Task
Reproduce the rows below verbatim, omitting the pictures from your output.
·····
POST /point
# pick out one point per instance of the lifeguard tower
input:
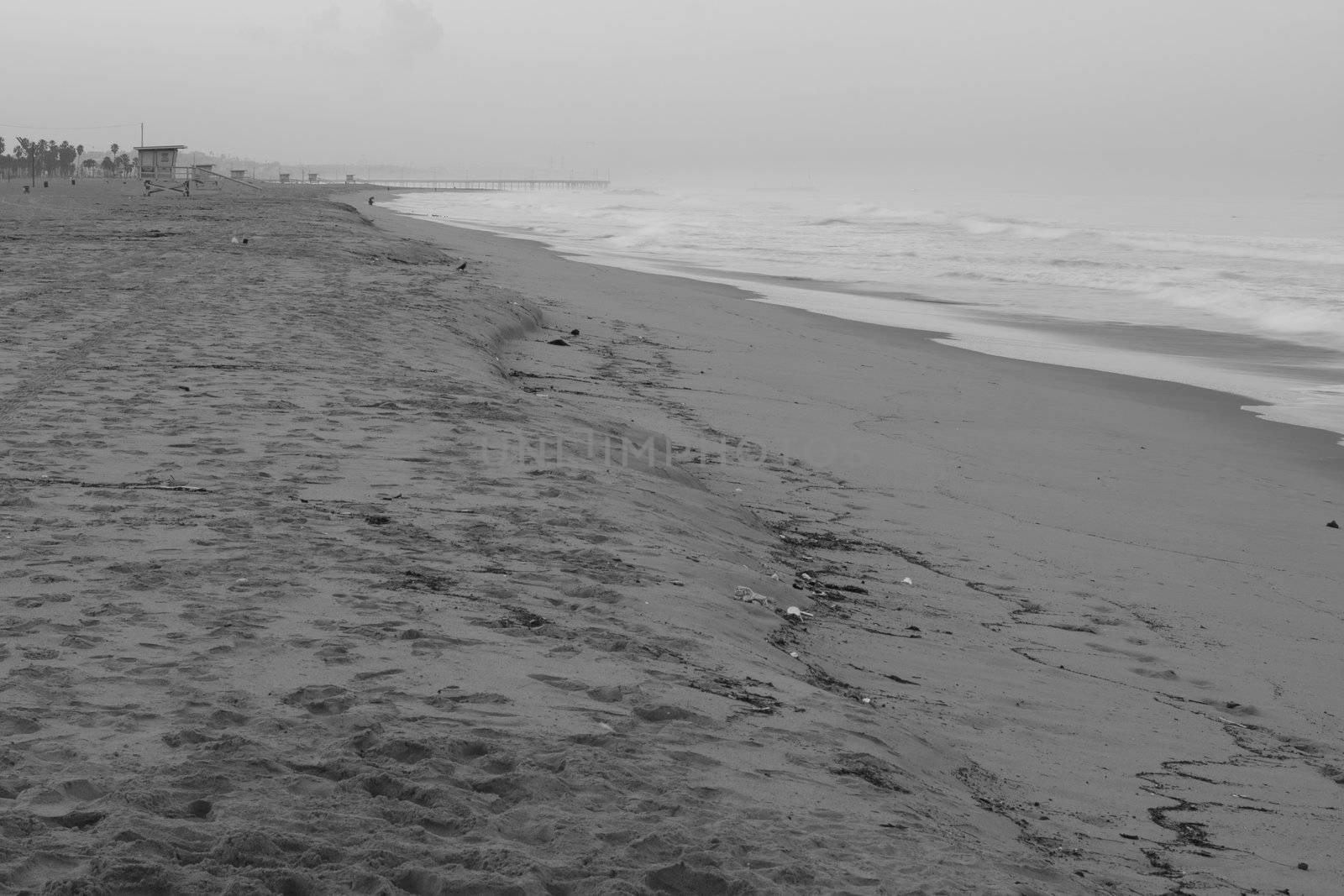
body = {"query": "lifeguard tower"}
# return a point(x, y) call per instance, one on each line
·····
Worked answer
POST /point
# pick out one point per instance of the lifeguard tower
input:
body = {"query": "lifeguard tower"}
# return a point(x, y) call per instance, one on each line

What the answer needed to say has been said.